Which of the lines below include the word "Every"? Pull each one out.

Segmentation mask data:
·····

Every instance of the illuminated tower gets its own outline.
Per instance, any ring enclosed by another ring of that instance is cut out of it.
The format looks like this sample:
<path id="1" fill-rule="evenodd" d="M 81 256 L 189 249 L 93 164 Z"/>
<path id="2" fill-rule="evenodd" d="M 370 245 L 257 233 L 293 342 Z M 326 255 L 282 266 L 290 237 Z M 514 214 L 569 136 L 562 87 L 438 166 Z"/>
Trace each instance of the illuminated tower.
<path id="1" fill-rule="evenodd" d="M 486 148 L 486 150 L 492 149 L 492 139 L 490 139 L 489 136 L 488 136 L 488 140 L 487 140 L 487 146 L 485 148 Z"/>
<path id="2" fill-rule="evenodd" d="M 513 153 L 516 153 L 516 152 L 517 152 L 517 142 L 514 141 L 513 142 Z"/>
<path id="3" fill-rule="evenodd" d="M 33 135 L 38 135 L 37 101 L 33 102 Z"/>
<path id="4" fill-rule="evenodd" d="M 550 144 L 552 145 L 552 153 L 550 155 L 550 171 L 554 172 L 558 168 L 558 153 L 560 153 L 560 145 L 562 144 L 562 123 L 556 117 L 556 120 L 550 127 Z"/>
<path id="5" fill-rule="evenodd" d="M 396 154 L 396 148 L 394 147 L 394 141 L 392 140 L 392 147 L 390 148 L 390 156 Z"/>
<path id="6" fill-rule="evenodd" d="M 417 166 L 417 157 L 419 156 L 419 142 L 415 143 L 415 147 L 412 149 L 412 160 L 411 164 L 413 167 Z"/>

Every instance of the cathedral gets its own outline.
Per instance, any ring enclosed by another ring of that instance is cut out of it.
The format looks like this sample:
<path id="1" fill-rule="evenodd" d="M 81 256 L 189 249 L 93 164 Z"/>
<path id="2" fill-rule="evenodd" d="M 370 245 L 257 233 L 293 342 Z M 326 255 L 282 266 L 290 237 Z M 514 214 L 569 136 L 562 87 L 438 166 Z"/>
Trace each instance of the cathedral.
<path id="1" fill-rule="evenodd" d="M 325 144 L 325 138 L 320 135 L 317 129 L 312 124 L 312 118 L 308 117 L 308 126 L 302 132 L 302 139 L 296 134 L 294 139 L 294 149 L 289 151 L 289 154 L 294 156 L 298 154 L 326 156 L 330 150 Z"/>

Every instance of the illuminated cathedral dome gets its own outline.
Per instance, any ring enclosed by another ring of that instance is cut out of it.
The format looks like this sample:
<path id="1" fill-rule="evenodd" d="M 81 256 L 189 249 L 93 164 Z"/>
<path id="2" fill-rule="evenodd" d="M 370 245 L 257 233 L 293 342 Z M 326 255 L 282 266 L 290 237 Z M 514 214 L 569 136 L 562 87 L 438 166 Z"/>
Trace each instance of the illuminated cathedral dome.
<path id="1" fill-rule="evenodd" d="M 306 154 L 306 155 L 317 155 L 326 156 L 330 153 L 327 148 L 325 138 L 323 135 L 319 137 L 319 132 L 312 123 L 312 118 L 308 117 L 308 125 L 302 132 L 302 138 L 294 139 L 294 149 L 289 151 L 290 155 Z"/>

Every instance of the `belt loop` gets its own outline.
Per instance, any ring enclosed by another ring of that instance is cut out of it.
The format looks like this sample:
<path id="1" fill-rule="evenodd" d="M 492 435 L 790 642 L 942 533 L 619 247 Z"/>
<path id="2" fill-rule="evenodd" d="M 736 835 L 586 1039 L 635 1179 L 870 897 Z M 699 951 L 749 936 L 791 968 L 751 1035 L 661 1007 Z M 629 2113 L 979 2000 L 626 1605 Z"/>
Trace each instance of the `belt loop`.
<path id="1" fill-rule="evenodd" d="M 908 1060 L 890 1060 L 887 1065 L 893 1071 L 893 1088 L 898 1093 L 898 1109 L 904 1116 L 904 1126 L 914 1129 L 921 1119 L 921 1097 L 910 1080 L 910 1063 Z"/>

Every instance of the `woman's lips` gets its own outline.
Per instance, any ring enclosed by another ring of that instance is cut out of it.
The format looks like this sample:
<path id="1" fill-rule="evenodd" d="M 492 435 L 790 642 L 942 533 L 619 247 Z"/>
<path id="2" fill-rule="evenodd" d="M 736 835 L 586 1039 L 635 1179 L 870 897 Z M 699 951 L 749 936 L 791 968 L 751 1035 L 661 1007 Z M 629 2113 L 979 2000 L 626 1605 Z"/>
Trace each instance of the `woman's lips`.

·····

EXERCISE RESPONSE:
Every instance of the illuminated tower gets its own outline.
Every instance of the cathedral gets its own outline.
Every instance of the illuminated cathedral dome gets its own outline.
Every instance of the `belt loop` gets its own outline.
Every instance of the `woman's lips` gets its own outline.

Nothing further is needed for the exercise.